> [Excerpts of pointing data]
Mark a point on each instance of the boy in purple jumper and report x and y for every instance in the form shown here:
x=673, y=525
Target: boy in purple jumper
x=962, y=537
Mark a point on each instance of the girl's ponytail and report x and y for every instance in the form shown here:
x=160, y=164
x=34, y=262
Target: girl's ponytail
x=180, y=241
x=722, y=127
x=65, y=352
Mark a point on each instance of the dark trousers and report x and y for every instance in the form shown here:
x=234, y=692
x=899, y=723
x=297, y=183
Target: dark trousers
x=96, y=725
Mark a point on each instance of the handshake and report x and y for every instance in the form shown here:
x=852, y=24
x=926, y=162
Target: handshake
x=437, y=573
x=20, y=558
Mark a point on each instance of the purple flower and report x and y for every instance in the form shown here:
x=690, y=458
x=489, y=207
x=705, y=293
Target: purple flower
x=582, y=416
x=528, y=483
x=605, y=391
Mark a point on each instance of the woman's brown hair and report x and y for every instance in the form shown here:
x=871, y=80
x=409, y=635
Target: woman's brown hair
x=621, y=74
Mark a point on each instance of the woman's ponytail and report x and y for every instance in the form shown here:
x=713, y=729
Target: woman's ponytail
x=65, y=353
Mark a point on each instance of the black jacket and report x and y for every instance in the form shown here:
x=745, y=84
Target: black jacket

> [DO THIS] Rewrite all of the entries above, swapping every "Target" for "Object" and keeping everything else the same.

> [SOLUTION FOR THIS PROBLEM]
Mark a point on each instance of the boy in purple jumper and report x and y for every instance in the form shown here:
x=673, y=525
Object: boy in purple jumper
x=962, y=537
Mark a point on each instance of the girl's ponytail and report x and y for every instance in the form shown here:
x=160, y=164
x=34, y=262
Object: girl's ponytail
x=180, y=241
x=722, y=127
x=65, y=352
Mark a point on each instance of the dark trousers and report x and y for every instance in the form shown here:
x=234, y=692
x=899, y=723
x=297, y=183
Object: dark trousers
x=96, y=725
Mark a point on each instance of the handshake and report x and y for every instance in the form shown here:
x=852, y=24
x=926, y=162
Object: handshake
x=437, y=573
x=20, y=558
Mark a point on each instance of the purple flower and report x and y for every instance in the form shown here:
x=690, y=458
x=489, y=207
x=705, y=293
Object: purple flower
x=582, y=416
x=528, y=483
x=605, y=391
Mark a point on each instance of the woman's brown hair and report x and y for every instance in the form shown here:
x=871, y=80
x=409, y=635
Object: woman's brown hair
x=621, y=74
Mark a point on each instance of the woman's ponytail and report x and y for every instance in the form shown here:
x=713, y=729
Object: woman's ponytail
x=65, y=353
Mark a point on each instance of the black jacket and report x and y for every instance in the form shown here:
x=745, y=84
Object: black jacket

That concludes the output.